▸ AIM OF THE EXERCISE
Rewrite the material below with every "integer" replaced by "whole-number", leaving everything else unchanged and omitting the pictures.
** Begin **
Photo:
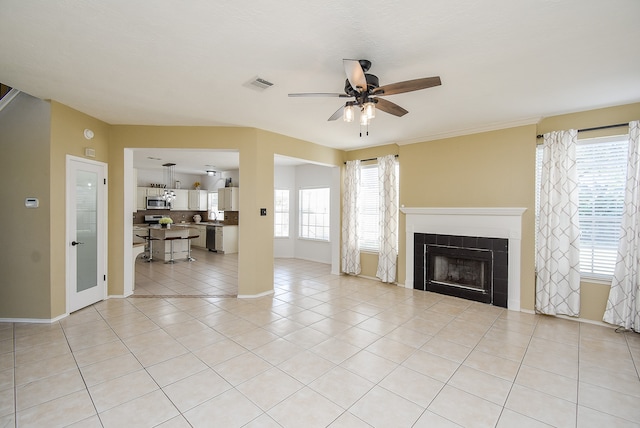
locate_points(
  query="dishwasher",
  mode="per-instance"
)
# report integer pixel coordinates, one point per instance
(211, 238)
** End **
▸ TASK ANSWER
Photo:
locate_points(
  query="dishwasher",
  mode="per-instance"
)
# report whole-number pixel coordinates, one point per instance
(211, 238)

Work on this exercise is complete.